Here are some records; copy every line that holds the word "above".

####

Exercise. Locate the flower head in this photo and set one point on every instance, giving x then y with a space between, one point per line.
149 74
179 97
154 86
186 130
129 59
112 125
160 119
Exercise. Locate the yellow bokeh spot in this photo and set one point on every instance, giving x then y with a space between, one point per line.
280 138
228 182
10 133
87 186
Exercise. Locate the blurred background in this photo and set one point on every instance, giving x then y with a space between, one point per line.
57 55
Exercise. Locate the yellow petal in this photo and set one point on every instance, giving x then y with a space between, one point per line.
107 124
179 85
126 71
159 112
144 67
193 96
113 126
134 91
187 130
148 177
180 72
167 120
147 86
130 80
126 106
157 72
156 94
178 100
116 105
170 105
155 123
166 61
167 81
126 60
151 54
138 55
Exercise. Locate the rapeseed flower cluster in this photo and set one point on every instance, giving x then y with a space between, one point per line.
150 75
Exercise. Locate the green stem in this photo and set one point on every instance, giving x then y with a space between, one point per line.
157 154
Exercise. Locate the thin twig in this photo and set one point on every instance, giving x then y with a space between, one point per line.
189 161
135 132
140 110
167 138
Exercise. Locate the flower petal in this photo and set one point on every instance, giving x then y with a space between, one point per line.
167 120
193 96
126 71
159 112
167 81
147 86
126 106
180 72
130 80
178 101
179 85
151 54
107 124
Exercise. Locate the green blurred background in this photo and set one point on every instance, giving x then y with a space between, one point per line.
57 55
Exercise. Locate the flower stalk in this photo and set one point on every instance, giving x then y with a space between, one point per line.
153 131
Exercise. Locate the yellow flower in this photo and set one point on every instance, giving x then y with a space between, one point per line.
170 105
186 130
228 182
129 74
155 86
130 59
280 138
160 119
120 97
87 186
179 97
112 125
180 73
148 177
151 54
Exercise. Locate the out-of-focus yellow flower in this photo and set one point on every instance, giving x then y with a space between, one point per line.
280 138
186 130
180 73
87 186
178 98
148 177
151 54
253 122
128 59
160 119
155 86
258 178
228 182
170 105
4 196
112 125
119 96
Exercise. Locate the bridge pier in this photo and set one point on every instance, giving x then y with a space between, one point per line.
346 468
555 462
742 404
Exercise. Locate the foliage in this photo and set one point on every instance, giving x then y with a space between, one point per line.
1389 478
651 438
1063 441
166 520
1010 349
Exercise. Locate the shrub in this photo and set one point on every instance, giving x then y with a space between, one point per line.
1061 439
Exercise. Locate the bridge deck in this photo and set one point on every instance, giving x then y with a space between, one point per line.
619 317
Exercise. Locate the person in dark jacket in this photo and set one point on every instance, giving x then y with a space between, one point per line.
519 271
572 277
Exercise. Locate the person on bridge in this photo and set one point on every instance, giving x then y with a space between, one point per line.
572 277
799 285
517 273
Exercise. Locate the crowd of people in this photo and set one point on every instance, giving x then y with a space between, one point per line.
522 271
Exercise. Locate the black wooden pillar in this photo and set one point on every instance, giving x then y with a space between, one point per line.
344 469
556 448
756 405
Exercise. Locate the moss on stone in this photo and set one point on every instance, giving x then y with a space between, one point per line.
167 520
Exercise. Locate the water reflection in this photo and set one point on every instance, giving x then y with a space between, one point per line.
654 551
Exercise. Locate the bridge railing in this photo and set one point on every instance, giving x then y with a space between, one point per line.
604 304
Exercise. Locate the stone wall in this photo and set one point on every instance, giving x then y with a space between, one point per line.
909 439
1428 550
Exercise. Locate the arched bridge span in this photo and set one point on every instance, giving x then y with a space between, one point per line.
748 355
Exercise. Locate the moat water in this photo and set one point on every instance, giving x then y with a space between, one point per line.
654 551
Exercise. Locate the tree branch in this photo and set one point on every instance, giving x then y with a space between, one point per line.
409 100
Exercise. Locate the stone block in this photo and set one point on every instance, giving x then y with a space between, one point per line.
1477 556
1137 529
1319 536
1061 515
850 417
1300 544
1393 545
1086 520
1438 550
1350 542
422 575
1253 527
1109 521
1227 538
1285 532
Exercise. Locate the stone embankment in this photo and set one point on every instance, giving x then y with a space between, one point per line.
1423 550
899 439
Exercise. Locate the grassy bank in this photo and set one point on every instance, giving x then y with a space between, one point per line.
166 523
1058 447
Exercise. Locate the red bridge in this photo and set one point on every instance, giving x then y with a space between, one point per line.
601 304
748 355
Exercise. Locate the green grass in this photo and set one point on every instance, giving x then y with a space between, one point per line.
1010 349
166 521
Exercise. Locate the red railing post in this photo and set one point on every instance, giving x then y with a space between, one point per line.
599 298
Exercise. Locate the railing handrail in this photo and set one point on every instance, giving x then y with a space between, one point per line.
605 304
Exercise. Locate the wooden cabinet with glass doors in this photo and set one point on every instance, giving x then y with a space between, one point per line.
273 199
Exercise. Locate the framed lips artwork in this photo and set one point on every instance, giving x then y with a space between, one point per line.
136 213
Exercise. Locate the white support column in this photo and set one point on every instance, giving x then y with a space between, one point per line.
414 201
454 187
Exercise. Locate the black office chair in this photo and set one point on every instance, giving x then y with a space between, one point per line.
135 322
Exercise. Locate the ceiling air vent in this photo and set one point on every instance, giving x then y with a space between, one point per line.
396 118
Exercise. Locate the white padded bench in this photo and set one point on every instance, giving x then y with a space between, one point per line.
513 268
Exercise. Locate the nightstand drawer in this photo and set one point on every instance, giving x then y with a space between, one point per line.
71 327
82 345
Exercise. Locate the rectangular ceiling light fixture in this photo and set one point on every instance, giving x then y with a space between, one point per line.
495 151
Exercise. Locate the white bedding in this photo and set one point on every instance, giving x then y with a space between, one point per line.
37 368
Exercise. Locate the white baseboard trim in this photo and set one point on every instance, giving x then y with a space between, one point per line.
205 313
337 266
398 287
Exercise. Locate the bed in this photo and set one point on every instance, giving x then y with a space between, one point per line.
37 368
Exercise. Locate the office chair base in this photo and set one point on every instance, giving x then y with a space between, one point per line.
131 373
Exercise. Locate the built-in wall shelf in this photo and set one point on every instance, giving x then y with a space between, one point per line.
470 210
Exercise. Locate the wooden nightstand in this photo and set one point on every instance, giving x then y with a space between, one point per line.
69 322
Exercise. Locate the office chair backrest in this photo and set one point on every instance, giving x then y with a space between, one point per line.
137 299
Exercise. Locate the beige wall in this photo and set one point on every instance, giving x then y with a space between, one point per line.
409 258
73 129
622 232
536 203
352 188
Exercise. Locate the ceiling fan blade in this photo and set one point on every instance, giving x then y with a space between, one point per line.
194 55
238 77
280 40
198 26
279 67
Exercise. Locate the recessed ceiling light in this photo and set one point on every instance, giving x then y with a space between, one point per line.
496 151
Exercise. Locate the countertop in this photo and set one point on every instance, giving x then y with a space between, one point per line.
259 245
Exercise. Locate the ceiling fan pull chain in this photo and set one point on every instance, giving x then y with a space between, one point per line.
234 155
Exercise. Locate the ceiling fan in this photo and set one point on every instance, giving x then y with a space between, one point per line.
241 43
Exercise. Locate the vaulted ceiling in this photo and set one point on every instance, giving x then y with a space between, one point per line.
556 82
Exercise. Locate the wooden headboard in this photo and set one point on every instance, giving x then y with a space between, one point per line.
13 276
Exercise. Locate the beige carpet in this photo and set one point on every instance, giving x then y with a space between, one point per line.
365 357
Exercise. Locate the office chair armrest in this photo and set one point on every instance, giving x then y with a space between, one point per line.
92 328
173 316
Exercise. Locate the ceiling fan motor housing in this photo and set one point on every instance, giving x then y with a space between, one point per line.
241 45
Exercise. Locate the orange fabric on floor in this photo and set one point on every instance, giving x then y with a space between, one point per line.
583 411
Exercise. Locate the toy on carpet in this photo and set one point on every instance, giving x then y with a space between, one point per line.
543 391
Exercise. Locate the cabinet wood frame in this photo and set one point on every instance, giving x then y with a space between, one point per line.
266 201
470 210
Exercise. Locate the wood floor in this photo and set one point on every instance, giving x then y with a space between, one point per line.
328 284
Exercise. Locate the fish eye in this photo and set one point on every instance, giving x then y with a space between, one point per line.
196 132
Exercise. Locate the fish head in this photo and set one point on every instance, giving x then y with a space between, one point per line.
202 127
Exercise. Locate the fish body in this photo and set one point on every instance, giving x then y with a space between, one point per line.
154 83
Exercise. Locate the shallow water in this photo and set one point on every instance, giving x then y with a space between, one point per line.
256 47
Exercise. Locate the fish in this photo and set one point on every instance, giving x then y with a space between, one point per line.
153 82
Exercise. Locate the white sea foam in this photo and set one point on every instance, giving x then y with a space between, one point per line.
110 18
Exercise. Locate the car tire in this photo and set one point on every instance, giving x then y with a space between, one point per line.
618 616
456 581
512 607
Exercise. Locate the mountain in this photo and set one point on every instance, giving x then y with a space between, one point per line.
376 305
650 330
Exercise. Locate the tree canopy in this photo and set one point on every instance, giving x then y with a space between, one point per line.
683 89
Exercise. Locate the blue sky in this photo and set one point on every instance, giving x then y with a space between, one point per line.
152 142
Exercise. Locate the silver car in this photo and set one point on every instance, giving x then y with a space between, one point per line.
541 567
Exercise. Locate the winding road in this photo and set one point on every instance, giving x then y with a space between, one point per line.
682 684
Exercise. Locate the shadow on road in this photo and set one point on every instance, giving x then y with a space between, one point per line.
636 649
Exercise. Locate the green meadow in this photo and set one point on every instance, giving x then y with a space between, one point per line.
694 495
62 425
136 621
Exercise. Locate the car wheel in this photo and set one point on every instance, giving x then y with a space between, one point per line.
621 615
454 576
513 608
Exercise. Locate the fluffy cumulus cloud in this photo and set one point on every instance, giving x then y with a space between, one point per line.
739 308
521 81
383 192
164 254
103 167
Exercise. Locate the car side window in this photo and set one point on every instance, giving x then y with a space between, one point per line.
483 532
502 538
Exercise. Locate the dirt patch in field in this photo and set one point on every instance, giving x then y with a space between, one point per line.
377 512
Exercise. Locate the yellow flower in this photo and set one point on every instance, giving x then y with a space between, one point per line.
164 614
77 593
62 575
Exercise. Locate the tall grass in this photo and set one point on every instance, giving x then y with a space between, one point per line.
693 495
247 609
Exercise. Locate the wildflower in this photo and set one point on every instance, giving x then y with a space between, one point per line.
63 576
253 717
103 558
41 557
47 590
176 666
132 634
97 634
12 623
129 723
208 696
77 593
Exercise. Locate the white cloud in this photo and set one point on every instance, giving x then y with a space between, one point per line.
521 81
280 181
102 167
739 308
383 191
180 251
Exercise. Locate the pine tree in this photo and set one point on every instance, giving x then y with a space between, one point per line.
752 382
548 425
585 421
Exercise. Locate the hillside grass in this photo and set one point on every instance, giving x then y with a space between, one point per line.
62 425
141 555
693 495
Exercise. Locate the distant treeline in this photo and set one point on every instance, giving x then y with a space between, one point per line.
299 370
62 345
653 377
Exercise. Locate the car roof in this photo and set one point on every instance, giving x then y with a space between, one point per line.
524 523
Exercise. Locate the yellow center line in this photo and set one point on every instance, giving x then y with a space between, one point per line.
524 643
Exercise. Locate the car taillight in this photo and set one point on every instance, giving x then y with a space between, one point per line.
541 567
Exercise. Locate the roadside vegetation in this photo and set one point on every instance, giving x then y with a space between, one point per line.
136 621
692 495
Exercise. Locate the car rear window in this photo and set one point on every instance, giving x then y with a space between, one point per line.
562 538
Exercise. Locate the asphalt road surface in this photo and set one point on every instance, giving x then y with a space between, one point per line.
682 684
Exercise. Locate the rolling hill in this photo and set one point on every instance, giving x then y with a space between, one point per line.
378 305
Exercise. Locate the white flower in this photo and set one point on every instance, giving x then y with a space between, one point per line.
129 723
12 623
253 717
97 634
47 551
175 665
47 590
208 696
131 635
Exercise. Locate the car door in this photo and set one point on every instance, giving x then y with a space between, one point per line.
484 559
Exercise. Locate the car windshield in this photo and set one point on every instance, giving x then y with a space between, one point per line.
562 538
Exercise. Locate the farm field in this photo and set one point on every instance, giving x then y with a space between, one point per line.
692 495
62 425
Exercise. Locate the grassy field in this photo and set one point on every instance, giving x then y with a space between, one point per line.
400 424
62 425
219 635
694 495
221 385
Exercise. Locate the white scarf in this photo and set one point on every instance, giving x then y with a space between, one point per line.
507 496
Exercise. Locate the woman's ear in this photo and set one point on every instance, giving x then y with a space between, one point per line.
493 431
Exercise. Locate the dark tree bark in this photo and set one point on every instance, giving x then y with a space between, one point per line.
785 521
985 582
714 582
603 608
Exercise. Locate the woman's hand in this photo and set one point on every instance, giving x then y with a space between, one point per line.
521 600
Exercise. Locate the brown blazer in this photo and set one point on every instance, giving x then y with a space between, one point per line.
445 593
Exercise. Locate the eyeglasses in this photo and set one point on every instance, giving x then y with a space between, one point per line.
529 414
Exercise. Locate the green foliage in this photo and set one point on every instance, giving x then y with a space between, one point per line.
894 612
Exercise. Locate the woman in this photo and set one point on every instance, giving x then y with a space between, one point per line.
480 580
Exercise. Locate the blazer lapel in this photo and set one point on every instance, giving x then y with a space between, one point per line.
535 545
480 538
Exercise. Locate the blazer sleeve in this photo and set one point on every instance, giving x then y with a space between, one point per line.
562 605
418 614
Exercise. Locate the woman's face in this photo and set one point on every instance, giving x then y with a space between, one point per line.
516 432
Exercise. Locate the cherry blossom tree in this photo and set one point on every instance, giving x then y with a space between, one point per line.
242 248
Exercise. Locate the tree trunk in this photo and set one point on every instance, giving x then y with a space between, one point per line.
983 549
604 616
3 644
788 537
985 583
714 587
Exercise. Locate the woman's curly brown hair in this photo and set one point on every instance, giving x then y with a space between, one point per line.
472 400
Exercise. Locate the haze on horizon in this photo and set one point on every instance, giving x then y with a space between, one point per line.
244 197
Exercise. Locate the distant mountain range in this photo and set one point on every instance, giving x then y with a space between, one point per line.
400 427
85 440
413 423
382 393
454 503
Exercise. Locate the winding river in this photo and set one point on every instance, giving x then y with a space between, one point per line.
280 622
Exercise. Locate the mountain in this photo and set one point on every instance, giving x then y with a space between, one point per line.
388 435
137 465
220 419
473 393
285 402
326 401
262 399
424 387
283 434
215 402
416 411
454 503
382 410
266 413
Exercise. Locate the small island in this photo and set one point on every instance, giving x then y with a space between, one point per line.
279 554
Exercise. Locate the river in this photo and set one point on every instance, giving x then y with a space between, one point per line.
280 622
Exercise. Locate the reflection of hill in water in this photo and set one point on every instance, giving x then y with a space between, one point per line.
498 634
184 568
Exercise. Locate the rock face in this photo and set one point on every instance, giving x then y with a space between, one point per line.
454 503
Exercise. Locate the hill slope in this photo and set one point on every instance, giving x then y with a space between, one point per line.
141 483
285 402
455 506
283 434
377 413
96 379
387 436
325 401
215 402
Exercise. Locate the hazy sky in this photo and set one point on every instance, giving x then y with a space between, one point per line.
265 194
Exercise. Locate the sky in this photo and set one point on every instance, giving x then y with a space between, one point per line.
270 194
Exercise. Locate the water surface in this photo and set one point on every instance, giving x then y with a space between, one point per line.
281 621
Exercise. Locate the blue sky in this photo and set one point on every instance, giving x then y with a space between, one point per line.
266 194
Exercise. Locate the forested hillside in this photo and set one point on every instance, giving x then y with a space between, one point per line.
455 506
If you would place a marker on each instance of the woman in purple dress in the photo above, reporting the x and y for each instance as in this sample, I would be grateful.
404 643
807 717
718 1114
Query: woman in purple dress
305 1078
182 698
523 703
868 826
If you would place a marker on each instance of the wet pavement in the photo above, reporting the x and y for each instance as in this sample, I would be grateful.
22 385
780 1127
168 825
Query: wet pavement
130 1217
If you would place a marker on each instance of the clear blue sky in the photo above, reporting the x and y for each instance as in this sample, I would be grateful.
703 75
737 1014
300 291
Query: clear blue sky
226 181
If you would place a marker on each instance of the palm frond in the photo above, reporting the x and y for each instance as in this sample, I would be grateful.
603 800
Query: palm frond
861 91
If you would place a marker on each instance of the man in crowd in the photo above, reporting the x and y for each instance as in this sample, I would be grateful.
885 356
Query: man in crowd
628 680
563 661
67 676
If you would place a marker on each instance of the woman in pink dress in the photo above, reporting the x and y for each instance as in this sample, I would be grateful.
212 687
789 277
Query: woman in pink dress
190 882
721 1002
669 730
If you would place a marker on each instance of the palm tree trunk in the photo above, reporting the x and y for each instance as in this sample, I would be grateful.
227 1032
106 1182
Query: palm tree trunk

####

▶ SOLVED PROBLEM
If you would place a marker on each instance of the woman in purple dress in the photo above, reporting the x and y for each instance as in this sample, I would be grateful.
If you would place a marker on each instance of the wet pavement in the photo above, reporting the x and y for each instance as in this sample, I would be grateful.
If you would place a marker on each instance of the clear blue sky in the photo above, reporting the x and y for each instance as in this sample, I would be grateful.
If you would place a marker on each instance of the palm frond in the photo above, reporting the x and y for each instance as in this sample, I would be grateful.
If you would place a marker on each instance of the man in crowd in the photo above, reporting the x and y for each instance as in this sample, I would be grateful.
If you would place a marker on each instance of the woman in pink dress in the photo above, reporting the x and y for each instance as in this sample, I would be grateful.
If you would place a marker on each instance of the palm tree trunk in the photo above, reporting the x and y for each instance as in this sample, I would be grateful.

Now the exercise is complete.